▶ **INSTRUCTIONS TO FOLLOW**: Convert the stretch from the row containing "the cherry blossom" through the end of the rows into a Markdown table with two columns, Line and Content: put a running number in Line and the text of each line in Content, and omit blank lines.
** Begin **
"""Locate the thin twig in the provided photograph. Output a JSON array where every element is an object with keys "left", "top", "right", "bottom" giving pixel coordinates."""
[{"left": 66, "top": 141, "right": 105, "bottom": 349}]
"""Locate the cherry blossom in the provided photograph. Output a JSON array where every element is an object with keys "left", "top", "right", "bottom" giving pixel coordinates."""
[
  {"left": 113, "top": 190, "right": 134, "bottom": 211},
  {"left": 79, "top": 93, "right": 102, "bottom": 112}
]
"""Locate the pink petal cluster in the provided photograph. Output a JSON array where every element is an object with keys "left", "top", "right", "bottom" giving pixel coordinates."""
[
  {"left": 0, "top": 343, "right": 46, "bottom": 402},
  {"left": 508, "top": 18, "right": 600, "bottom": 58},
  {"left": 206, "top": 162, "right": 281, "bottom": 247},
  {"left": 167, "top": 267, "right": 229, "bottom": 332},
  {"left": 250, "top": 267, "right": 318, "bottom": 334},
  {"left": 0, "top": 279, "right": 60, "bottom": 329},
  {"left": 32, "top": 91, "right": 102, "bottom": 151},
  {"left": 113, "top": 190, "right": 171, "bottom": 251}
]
** End **
▶ **EXPECTED ANSWER**:
| Line | Content |
|---|---|
| 1 | """Locate the cherry blossom in the provided photograph. Output a JSON array where every element is an object with keys "left", "top", "right", "bottom" giving pixel coordinates.""" |
| 2 | [ |
| 3 |   {"left": 113, "top": 190, "right": 134, "bottom": 211}, |
| 4 |   {"left": 79, "top": 93, "right": 102, "bottom": 112} |
| 5 | ] |
| 6 | """Locate the pink petal cluster in the provided photograph. Output a JSON array where every element is an object with keys "left", "top", "right", "bottom" giving pixel coordinates.""" |
| 7 | [ |
| 8 |   {"left": 0, "top": 343, "right": 46, "bottom": 402}, |
| 9 |   {"left": 508, "top": 18, "right": 600, "bottom": 58}, |
| 10 |   {"left": 206, "top": 162, "right": 281, "bottom": 247}, |
| 11 |   {"left": 167, "top": 267, "right": 229, "bottom": 332}, |
| 12 |   {"left": 250, "top": 267, "right": 318, "bottom": 334}, |
| 13 |   {"left": 0, "top": 279, "right": 60, "bottom": 329}, |
| 14 |   {"left": 32, "top": 91, "right": 102, "bottom": 151}, |
| 15 |   {"left": 113, "top": 190, "right": 171, "bottom": 251} |
| 16 | ] |